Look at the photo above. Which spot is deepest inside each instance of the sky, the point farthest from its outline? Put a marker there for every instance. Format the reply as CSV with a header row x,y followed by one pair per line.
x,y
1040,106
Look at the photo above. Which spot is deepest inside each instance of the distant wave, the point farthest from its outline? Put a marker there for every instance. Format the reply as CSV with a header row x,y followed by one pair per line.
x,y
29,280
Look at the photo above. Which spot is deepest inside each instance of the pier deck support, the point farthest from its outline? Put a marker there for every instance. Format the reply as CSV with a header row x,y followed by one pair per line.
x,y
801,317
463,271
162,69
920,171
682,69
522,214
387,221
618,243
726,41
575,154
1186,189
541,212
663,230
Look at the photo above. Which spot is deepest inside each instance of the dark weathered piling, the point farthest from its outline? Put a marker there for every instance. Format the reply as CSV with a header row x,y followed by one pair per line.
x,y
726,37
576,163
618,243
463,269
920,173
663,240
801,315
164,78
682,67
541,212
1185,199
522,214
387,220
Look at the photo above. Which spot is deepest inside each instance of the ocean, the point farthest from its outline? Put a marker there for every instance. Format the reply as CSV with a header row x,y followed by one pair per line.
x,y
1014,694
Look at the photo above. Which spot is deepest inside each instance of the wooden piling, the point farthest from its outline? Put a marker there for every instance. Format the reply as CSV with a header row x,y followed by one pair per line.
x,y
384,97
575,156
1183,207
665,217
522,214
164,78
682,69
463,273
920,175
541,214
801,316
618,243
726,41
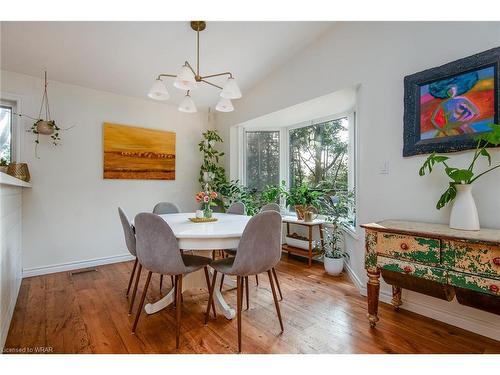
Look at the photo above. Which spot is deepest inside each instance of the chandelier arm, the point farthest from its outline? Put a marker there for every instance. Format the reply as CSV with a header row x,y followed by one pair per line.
x,y
190,67
166,75
218,75
211,84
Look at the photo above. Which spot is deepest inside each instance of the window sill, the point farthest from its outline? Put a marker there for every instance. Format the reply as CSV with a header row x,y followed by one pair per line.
x,y
6,179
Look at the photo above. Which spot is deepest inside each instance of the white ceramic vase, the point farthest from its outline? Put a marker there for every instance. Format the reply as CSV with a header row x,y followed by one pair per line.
x,y
333,266
464,212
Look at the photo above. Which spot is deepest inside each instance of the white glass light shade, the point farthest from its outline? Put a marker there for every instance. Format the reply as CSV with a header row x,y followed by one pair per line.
x,y
187,105
230,90
224,105
185,79
159,91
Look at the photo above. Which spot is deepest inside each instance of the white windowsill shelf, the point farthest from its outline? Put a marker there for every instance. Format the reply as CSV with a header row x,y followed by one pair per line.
x,y
6,179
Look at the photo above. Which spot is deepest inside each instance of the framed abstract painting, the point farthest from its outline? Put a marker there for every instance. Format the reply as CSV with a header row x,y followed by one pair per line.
x,y
138,153
445,107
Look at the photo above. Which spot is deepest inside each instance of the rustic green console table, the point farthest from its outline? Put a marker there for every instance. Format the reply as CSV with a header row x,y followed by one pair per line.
x,y
435,260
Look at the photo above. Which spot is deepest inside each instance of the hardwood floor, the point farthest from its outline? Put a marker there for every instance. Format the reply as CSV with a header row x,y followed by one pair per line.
x,y
87,313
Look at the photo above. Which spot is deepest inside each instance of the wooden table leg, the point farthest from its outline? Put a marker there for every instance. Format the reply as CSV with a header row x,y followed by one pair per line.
x,y
287,234
396,297
373,289
310,246
320,226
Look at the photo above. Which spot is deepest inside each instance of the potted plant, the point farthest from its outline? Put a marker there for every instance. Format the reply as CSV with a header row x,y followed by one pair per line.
x,y
301,197
464,212
206,198
332,250
336,210
3,165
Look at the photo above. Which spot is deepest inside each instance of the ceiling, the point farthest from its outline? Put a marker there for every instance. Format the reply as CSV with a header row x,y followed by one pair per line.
x,y
125,57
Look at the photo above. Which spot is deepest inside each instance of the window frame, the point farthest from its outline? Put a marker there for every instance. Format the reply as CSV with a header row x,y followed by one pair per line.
x,y
284,135
15,102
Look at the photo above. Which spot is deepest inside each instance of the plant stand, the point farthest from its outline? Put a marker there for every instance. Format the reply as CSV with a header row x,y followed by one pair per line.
x,y
309,253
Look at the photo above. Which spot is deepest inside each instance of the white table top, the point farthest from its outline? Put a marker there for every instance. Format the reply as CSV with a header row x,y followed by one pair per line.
x,y
294,220
227,226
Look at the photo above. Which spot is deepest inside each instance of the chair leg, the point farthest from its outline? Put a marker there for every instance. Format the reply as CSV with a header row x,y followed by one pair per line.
x,y
210,296
275,299
246,291
141,304
221,282
135,288
132,276
178,311
207,278
277,283
239,282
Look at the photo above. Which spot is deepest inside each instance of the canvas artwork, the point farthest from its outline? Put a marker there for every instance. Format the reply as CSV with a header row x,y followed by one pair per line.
x,y
446,106
463,104
138,153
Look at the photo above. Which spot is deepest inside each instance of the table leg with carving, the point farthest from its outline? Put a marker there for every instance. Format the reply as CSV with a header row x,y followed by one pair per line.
x,y
396,297
373,289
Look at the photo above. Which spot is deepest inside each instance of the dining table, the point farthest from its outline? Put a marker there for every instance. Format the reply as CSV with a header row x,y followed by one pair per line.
x,y
198,237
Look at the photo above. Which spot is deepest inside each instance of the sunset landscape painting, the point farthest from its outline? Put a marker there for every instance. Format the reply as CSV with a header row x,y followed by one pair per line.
x,y
138,153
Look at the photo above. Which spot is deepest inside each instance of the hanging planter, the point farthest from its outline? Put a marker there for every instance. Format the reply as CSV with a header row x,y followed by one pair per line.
x,y
44,125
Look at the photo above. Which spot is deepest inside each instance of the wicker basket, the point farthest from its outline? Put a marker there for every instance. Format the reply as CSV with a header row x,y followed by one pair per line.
x,y
19,170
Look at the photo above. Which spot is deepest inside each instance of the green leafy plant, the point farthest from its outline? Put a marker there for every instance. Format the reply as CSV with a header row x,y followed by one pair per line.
x,y
273,193
463,176
304,195
332,243
211,158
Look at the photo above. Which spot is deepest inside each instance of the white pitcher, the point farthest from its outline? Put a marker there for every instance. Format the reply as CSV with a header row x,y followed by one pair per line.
x,y
464,212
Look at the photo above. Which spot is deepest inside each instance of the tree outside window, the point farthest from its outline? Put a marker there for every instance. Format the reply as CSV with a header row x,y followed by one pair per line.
x,y
319,155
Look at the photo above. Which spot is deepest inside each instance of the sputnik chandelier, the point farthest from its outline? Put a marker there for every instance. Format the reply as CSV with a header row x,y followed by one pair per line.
x,y
189,79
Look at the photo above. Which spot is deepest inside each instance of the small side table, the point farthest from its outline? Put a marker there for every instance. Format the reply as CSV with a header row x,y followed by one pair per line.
x,y
310,225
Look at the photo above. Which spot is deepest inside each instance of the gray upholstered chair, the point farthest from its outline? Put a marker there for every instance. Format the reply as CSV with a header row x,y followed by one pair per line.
x,y
129,233
271,207
259,251
158,251
163,208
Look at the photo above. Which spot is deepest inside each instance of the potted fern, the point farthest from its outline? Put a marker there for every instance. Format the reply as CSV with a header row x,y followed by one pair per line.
x,y
464,212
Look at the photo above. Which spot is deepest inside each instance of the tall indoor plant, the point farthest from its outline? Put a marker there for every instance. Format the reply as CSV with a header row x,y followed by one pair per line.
x,y
464,212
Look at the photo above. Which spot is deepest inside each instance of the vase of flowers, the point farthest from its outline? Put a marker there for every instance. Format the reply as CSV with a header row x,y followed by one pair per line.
x,y
206,198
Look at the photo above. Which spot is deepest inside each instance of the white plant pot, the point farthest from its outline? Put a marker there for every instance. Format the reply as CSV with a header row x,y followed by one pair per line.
x,y
333,266
464,212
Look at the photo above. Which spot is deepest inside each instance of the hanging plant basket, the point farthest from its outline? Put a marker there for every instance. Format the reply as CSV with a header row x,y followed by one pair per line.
x,y
45,127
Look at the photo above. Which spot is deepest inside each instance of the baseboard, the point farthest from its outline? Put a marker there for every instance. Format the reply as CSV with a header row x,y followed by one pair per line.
x,y
10,314
481,327
44,270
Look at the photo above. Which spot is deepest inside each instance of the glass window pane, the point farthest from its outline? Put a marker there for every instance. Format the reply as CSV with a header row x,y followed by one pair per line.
x,y
5,133
319,155
262,159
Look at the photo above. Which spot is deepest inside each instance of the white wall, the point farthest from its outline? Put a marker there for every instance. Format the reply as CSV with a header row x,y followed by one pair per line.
x,y
70,215
10,254
376,56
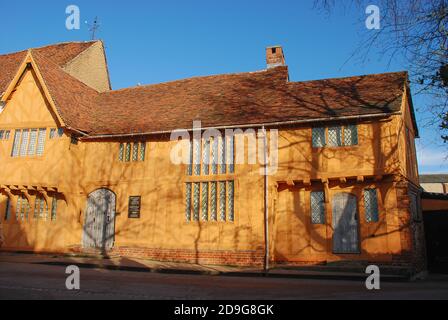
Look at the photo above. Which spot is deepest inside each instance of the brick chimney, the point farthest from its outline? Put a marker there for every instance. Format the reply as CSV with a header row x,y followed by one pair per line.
x,y
275,57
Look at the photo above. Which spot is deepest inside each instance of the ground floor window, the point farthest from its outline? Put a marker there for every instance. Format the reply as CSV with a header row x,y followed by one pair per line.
x,y
318,207
371,205
210,201
22,208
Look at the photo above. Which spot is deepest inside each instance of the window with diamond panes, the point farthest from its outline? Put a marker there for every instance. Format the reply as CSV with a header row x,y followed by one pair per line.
x,y
335,136
196,200
319,140
33,142
222,201
22,208
371,205
8,209
40,209
24,142
54,208
142,151
135,152
206,157
16,144
318,207
188,201
351,135
41,141
204,201
28,142
121,152
230,200
213,201
128,152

= WHAT YOU HAVE TO DO =
Repeat the lines from the one containing "the window with" through the end of the listing, exactly and without any other lines; both ends are included.

= SOLUTION TO THE PROBLEM =
Look at the photo above. Which spot is deepest inside each instance of the window with diamond panes, the point farthest from its outline? Put a marker there for every instance. Format the reply as CSV with a header row x,y followed by one pair per line.
x,y
335,136
196,200
319,140
33,142
222,201
22,208
371,205
8,209
40,209
24,142
54,208
142,151
135,152
206,157
16,144
318,207
188,201
351,135
41,141
204,201
28,142
121,152
230,200
213,201
128,152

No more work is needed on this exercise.